Produce an exact copy of the lines from the line that contains "For the evaluation set, indicate each instance of the tire" to the end of the listing below.

[Data listing]
_ _ _ _ _ _ _
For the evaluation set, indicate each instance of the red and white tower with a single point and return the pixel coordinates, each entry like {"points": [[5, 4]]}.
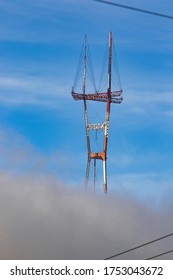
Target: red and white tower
{"points": [[108, 97]]}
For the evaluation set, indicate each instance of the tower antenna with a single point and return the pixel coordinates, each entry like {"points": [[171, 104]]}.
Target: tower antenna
{"points": [[108, 97]]}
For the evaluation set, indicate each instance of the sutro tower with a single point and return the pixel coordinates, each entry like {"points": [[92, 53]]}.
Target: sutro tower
{"points": [[108, 97]]}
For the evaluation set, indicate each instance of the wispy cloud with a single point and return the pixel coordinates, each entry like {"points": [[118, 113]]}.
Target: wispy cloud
{"points": [[30, 90]]}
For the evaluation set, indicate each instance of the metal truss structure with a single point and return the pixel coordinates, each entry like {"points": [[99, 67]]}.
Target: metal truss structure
{"points": [[108, 97]]}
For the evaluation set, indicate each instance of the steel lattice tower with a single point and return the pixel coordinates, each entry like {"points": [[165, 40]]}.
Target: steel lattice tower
{"points": [[108, 97]]}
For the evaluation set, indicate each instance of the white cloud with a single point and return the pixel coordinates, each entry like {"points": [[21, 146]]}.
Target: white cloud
{"points": [[41, 219]]}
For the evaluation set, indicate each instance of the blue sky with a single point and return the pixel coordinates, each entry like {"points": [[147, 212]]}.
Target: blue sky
{"points": [[42, 128]]}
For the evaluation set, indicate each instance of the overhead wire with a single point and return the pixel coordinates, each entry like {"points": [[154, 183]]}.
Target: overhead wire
{"points": [[139, 246], [134, 9], [162, 254]]}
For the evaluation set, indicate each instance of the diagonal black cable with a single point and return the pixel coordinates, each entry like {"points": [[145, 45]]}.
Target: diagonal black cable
{"points": [[165, 253], [137, 247], [134, 9]]}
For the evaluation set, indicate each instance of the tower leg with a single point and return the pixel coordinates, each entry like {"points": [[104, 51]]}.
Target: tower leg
{"points": [[94, 173], [104, 177], [87, 173]]}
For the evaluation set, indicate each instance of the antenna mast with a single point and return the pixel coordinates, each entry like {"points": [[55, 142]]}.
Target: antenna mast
{"points": [[109, 97]]}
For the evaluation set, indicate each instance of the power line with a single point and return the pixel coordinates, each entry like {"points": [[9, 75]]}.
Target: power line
{"points": [[134, 9], [137, 247], [165, 253]]}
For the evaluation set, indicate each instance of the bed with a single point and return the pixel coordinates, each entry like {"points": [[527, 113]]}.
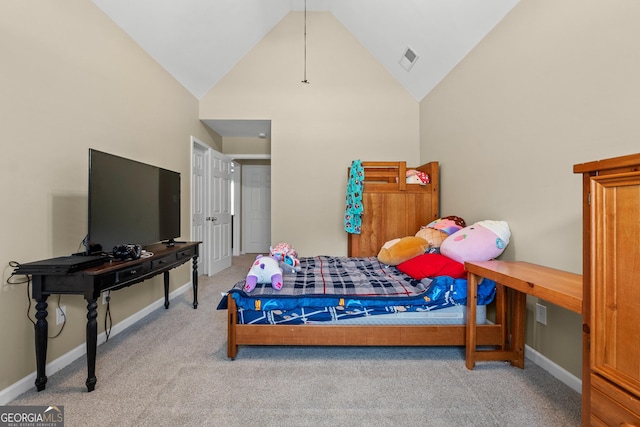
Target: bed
{"points": [[358, 301], [349, 301]]}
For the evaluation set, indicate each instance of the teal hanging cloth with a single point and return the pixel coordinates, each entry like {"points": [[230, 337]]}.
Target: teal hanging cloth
{"points": [[354, 208]]}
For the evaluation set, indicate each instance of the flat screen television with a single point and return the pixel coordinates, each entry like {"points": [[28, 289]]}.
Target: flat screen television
{"points": [[130, 203]]}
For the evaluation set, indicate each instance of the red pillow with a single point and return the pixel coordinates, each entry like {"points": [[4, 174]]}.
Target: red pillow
{"points": [[431, 265]]}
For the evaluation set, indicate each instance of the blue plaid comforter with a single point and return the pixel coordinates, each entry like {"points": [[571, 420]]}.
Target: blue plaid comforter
{"points": [[348, 282]]}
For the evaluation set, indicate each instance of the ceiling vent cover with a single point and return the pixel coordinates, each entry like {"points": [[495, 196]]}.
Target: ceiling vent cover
{"points": [[408, 59]]}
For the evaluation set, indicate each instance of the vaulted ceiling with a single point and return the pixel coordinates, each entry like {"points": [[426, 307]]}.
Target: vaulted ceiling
{"points": [[199, 41]]}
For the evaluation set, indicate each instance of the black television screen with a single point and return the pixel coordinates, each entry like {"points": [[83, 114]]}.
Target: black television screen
{"points": [[130, 203]]}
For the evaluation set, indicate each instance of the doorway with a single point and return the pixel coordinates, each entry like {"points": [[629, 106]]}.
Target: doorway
{"points": [[211, 176]]}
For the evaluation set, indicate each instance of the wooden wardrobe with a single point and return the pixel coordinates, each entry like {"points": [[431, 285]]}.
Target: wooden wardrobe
{"points": [[393, 208], [611, 297]]}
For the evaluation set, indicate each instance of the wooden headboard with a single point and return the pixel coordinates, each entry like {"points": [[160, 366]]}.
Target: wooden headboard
{"points": [[393, 208]]}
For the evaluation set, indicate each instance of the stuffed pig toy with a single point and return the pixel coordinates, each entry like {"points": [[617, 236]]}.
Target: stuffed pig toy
{"points": [[264, 270], [481, 241]]}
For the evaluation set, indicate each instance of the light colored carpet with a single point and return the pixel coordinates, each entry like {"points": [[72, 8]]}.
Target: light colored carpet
{"points": [[171, 369]]}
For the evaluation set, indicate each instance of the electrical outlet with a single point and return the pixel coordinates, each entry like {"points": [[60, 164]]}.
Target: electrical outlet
{"points": [[541, 313], [61, 314]]}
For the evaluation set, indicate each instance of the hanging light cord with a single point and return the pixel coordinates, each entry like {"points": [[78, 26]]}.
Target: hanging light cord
{"points": [[305, 43]]}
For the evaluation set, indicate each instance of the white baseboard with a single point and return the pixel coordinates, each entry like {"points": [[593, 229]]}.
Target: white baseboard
{"points": [[16, 389], [560, 373]]}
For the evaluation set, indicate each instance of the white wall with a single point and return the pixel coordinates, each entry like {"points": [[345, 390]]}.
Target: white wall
{"points": [[70, 79], [554, 84], [352, 109]]}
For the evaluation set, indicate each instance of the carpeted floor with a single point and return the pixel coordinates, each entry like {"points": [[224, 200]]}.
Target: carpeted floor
{"points": [[171, 369]]}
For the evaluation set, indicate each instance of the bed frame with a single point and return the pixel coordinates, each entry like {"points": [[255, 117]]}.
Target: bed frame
{"points": [[352, 335], [392, 209]]}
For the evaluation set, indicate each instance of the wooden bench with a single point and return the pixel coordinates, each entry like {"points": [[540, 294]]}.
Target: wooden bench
{"points": [[514, 281]]}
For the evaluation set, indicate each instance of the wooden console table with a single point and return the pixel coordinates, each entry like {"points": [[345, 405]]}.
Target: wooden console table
{"points": [[92, 281], [521, 279]]}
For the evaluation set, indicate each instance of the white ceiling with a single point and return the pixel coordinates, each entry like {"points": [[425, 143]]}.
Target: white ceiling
{"points": [[199, 41]]}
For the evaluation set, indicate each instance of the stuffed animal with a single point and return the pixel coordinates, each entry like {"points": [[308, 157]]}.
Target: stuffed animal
{"points": [[416, 177], [264, 270], [481, 241], [397, 251], [286, 256], [437, 231]]}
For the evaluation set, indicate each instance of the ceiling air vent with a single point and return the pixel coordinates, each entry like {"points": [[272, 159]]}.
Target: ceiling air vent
{"points": [[408, 59]]}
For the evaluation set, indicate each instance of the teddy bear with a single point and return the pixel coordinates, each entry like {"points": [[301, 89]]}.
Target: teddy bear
{"points": [[286, 256], [437, 231], [264, 270], [416, 177]]}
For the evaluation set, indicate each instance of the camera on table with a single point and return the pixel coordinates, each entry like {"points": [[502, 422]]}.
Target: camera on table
{"points": [[127, 252]]}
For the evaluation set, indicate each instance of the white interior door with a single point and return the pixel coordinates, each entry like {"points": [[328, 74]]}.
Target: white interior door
{"points": [[256, 209], [218, 217], [199, 161]]}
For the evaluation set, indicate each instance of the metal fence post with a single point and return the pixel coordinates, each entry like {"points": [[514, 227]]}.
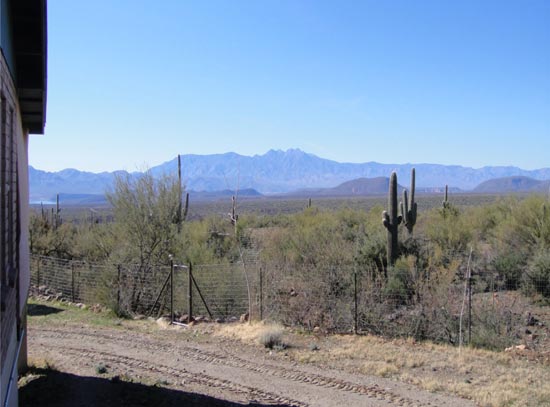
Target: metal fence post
{"points": [[171, 291], [355, 311], [469, 307], [118, 287], [72, 281], [38, 273], [190, 294], [261, 294]]}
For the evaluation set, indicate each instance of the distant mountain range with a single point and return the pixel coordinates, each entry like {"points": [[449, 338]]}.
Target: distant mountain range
{"points": [[281, 172]]}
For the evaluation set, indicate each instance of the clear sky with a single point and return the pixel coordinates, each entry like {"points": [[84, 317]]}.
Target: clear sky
{"points": [[133, 83]]}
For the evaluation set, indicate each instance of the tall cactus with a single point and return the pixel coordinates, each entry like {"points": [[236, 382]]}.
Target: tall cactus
{"points": [[408, 206], [391, 221], [446, 203]]}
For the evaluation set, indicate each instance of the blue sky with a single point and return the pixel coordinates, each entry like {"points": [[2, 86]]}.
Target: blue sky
{"points": [[132, 83]]}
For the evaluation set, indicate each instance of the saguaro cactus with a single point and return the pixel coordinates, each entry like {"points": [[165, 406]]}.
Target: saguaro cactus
{"points": [[446, 200], [391, 221], [408, 206]]}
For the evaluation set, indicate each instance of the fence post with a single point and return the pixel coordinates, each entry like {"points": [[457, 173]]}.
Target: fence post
{"points": [[261, 294], [190, 294], [38, 273], [470, 307], [171, 291], [118, 270], [355, 311], [72, 281]]}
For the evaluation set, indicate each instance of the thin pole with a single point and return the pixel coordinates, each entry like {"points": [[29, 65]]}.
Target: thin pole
{"points": [[469, 306], [355, 317], [261, 294], [118, 288], [179, 194], [202, 297], [190, 294], [171, 291], [72, 282]]}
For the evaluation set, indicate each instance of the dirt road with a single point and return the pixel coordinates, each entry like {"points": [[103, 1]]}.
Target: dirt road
{"points": [[212, 371]]}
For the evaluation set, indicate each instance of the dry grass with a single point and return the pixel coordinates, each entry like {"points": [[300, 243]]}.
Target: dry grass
{"points": [[489, 378]]}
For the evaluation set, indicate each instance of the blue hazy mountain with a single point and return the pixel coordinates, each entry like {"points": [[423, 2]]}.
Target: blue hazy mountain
{"points": [[274, 172]]}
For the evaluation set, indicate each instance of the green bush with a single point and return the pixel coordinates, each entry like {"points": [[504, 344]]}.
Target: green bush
{"points": [[538, 274], [509, 267]]}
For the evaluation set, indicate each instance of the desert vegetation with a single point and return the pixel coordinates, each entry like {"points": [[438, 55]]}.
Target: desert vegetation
{"points": [[321, 264]]}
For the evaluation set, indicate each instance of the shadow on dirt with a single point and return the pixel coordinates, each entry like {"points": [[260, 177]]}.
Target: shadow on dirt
{"points": [[36, 310], [46, 387]]}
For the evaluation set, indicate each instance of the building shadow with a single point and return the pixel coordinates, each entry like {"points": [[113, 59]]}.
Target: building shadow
{"points": [[35, 310], [48, 388]]}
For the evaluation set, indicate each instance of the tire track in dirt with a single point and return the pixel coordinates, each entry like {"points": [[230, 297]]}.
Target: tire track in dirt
{"points": [[374, 392], [122, 362]]}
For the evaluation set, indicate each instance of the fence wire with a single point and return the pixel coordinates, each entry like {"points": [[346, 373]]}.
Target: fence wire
{"points": [[462, 302]]}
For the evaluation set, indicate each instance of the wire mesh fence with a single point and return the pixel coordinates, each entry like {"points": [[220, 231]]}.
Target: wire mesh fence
{"points": [[462, 302], [219, 291]]}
_ _ _ _ _ _ _
Written response —
For the evaluation set, indicate each instance of the tire track in dirt with a single point and return the pixel coordinates, each entry like {"points": [[230, 297]]}.
Target: tire track in dirt
{"points": [[374, 392], [122, 362]]}
For the evaluation set, indicate each instance of the fence wire with a single point and return the pixel coordinates, each entry like {"points": [[346, 373]]}.
Target: fence wire
{"points": [[462, 302]]}
For the evaluation set, indicate each instance of the wire mesh fence with a single point and return the pixel coordinates, each entry like {"points": [[220, 231]]}.
Target: wire mesh fence
{"points": [[462, 302], [219, 291]]}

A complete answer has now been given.